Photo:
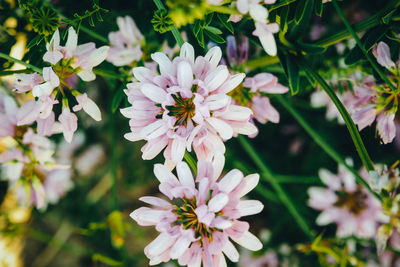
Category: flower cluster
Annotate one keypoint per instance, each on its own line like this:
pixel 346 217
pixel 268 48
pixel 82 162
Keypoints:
pixel 54 83
pixel 264 30
pixel 354 209
pixel 202 217
pixel 186 105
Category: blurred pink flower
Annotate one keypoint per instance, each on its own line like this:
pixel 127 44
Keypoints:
pixel 125 43
pixel 354 209
pixel 69 123
pixel 205 215
pixel 185 106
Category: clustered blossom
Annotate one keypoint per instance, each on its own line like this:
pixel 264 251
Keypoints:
pixel 125 44
pixel 203 215
pixel 66 62
pixel 354 209
pixel 264 30
pixel 252 93
pixel 186 105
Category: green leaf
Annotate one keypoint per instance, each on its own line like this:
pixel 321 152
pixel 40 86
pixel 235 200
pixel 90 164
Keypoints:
pixel 214 37
pixel 369 39
pixel 284 16
pixel 213 29
pixel 300 11
pixel 208 19
pixel 311 48
pixel 34 41
pixel 99 17
pixel 106 260
pixel 196 28
pixel 224 20
pixel 91 22
pixel 117 99
pixel 386 19
pixel 318 7
pixel 200 37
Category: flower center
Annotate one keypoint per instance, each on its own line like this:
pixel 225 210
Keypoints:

┄┄┄┄┄┄┄┄┄┄

#### YOUR ASSIGNMENT
The whole listing must be transcribed exactly. No pictures belong in the copy.

#### TASK SOLUTION
Photo:
Category: flower cluster
Annotate one keypoint per instance, each on its own line like this:
pixel 346 217
pixel 268 48
pixel 82 162
Keypoints:
pixel 54 83
pixel 264 30
pixel 354 209
pixel 202 217
pixel 186 105
Category: blurred pink flower
Annotate one keypoint per instance, each on its own line like this:
pixel 127 44
Keypoints:
pixel 125 43
pixel 354 209
pixel 69 123
pixel 205 215
pixel 185 106
Category: clustered blossom
Annotate one keypoint per instance, each on its own line like this:
pixel 264 251
Keypoints:
pixel 125 44
pixel 203 215
pixel 66 62
pixel 354 209
pixel 264 30
pixel 252 93
pixel 186 105
Category: green leaf
Annotate one keypoint per instance, each on its own line like this:
pixel 321 152
pixel 40 86
pixel 235 200
pixel 90 164
Keypoints:
pixel 214 37
pixel 369 39
pixel 284 16
pixel 213 29
pixel 300 11
pixel 208 19
pixel 311 48
pixel 34 41
pixel 99 17
pixel 106 260
pixel 196 28
pixel 224 20
pixel 91 22
pixel 117 99
pixel 386 19
pixel 318 7
pixel 200 37
Category: flower center
Annotate one keypoint per instance, each on its own line like this:
pixel 225 210
Keypoints:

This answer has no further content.